## Prompt
Return each of the rows below unchanged, line for line, with every character in place.

## Provided data
----

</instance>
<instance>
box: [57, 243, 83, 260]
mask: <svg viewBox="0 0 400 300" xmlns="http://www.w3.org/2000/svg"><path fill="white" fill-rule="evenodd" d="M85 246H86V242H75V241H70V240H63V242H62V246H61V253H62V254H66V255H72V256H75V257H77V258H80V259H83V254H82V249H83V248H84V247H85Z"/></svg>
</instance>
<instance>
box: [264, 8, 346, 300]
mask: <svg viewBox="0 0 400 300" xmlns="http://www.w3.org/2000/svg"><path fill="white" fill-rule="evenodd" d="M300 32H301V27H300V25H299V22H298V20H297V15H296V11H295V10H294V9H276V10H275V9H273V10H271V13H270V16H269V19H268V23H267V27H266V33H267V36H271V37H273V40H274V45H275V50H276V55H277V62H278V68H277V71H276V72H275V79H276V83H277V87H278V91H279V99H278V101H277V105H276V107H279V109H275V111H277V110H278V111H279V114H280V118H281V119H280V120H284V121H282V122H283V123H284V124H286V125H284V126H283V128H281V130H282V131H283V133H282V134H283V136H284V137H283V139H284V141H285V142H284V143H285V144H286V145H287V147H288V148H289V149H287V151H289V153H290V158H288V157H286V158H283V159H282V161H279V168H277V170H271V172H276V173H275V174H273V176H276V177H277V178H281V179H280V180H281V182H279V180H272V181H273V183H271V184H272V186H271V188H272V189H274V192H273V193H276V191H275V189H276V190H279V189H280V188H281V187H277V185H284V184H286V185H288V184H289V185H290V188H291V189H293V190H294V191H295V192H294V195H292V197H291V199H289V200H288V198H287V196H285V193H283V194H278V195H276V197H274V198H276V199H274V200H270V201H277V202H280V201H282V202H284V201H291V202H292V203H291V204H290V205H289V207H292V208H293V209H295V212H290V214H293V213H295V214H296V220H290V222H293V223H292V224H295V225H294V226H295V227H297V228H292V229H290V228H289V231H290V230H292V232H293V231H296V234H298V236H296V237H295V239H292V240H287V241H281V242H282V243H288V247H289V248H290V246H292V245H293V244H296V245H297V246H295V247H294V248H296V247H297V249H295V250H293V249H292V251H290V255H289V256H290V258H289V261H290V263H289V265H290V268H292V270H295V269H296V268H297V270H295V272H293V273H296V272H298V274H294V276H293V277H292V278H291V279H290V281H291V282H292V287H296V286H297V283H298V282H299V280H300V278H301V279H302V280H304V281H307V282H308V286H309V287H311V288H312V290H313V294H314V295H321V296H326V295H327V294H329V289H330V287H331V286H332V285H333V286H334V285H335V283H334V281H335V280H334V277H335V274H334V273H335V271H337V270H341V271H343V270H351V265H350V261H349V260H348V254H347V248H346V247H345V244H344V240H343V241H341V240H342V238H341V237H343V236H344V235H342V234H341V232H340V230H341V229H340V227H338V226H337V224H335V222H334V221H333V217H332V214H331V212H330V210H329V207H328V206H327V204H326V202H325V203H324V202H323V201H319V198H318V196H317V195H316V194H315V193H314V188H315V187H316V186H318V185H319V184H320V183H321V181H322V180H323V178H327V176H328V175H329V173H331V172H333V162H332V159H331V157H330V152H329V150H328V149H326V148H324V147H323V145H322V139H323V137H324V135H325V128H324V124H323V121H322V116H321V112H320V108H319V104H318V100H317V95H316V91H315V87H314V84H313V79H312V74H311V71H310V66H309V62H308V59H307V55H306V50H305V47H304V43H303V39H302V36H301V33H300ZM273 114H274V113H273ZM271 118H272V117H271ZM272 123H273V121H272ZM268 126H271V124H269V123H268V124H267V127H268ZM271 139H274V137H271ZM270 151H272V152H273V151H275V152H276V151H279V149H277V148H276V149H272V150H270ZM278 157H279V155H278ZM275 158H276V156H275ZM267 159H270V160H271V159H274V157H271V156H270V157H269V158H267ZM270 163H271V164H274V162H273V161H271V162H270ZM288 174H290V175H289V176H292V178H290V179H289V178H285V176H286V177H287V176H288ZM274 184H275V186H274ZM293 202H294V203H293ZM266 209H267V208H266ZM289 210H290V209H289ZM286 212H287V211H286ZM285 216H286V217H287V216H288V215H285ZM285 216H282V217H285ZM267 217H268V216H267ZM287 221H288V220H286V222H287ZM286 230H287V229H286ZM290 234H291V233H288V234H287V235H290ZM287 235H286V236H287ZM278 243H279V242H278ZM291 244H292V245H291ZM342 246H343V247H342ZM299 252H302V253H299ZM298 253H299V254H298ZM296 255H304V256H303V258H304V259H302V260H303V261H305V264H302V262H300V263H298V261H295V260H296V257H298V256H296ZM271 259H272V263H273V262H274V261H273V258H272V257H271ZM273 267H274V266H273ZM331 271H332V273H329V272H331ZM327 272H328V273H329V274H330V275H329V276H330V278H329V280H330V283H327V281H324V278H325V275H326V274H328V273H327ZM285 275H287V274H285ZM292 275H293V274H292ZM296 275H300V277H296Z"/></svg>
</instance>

----

## Your response
</instance>
<instance>
box: [57, 243, 83, 260]
mask: <svg viewBox="0 0 400 300" xmlns="http://www.w3.org/2000/svg"><path fill="white" fill-rule="evenodd" d="M85 246H86V242H75V241H70V240H63V242H62V246H61V253H62V254H66V255H72V256H75V257H77V258H80V259H83V254H82V249H83V248H84V247H85Z"/></svg>
</instance>
<instance>
box: [264, 8, 346, 300]
mask: <svg viewBox="0 0 400 300" xmlns="http://www.w3.org/2000/svg"><path fill="white" fill-rule="evenodd" d="M300 32H301V27H300V25H299V22H298V20H297V15H296V11H295V10H294V9H276V10H275V9H273V10H271V13H270V16H269V19H268V23H267V27H266V33H267V36H271V37H273V40H274V45H275V50H276V55H277V62H278V68H277V71H276V72H275V79H276V83H277V87H278V91H279V99H278V101H277V105H276V107H279V109H275V111H277V110H278V111H279V114H280V118H281V119H280V120H284V121H282V122H283V123H284V124H286V125H284V126H283V128H281V130H282V131H283V133H282V134H283V136H284V137H283V139H284V141H285V142H284V143H285V144H286V145H287V147H288V148H289V149H287V151H289V153H290V158H288V157H286V158H283V159H282V161H279V168H277V170H271V172H276V173H275V174H273V176H276V177H277V178H281V179H280V180H281V182H279V180H272V181H273V183H271V184H272V186H271V188H272V189H274V192H273V193H276V191H275V189H276V190H279V189H280V188H281V187H277V185H284V184H286V185H288V184H289V185H290V188H291V189H293V190H294V191H295V192H294V195H292V197H291V199H289V200H288V198H287V196H285V193H283V194H278V195H276V197H274V198H276V199H274V200H270V201H277V202H280V201H282V202H284V201H291V202H292V203H291V204H290V205H289V207H292V208H293V209H295V212H290V214H293V213H295V214H296V220H290V222H293V223H292V224H295V225H294V226H295V227H297V228H292V229H290V228H289V231H290V230H292V232H293V231H296V234H298V236H296V237H295V239H292V240H287V241H281V242H282V243H288V247H289V248H290V246H292V245H293V244H296V245H297V246H295V247H294V248H296V247H297V249H295V250H293V249H292V251H290V255H289V256H290V258H289V261H290V263H289V265H290V268H292V270H295V269H296V268H297V270H295V272H293V273H296V272H298V274H294V276H293V277H292V278H291V279H290V281H291V282H292V287H296V286H297V283H298V282H299V280H300V278H301V279H302V280H304V281H307V282H308V286H309V287H311V288H312V290H313V294H314V295H321V296H326V295H327V294H329V289H330V287H331V286H332V285H333V286H334V285H335V283H334V281H335V280H334V277H335V274H334V273H335V271H337V270H341V271H343V270H351V265H350V261H349V260H348V254H347V248H346V247H345V244H344V240H343V241H341V240H342V238H341V237H343V236H344V235H342V234H341V232H340V230H341V229H340V227H338V226H337V224H335V222H334V221H333V217H332V214H331V212H330V210H329V207H328V206H327V204H326V202H325V203H324V202H323V201H319V198H318V196H317V195H316V194H315V193H314V188H315V187H316V186H318V185H319V184H320V183H321V181H322V180H323V178H327V176H328V175H329V173H331V172H333V162H332V159H331V157H330V152H329V150H328V149H326V148H324V147H323V145H322V139H323V137H324V135H325V128H324V124H323V121H322V116H321V112H320V108H319V104H318V100H317V95H316V91H315V87H314V84H313V79H312V74H311V71H310V66H309V62H308V59H307V55H306V50H305V47H304V43H303V39H302V36H301V33H300ZM273 114H274V113H273ZM271 118H272V117H271ZM272 123H273V121H272ZM268 126H271V124H269V123H268V124H267V127H268ZM271 139H274V137H271ZM270 151H272V152H273V151H275V152H276V151H279V149H277V148H276V149H272V150H270ZM278 157H279V155H278ZM275 158H276V156H275ZM267 159H270V160H271V159H274V157H271V156H270V157H269V158H267ZM270 163H271V164H274V162H273V161H271V162H270ZM288 174H290V175H289V176H292V178H290V179H289V178H285V176H286V177H287V176H288ZM274 184H275V186H274ZM293 202H294V203H293ZM266 209H267V208H266ZM289 210H290V209H289ZM286 212H287V211H286ZM285 216H286V217H287V216H288V215H285ZM285 216H282V217H285ZM267 217H268V216H267ZM287 221H288V220H286V222H287ZM286 230H287V229H286ZM290 234H291V233H288V234H287V235H290ZM287 235H286V236H287ZM278 243H279V242H278ZM291 244H292V245H291ZM342 246H343V247H342ZM299 252H302V253H299ZM298 253H299V254H298ZM296 255H304V256H303V258H304V259H302V260H303V261H305V264H302V262H300V263H298V261H295V260H296V257H298V256H296ZM271 259H272V263H273V262H274V261H273V258H272V257H271ZM273 267H274V266H273ZM331 271H332V273H329V272H331ZM327 272H328V273H329V274H330V275H329V276H330V278H329V280H330V283H327V281H324V278H325V275H326V274H328V273H327ZM285 275H287V274H285ZM292 275H293V274H292ZM296 275H300V277H296Z"/></svg>
</instance>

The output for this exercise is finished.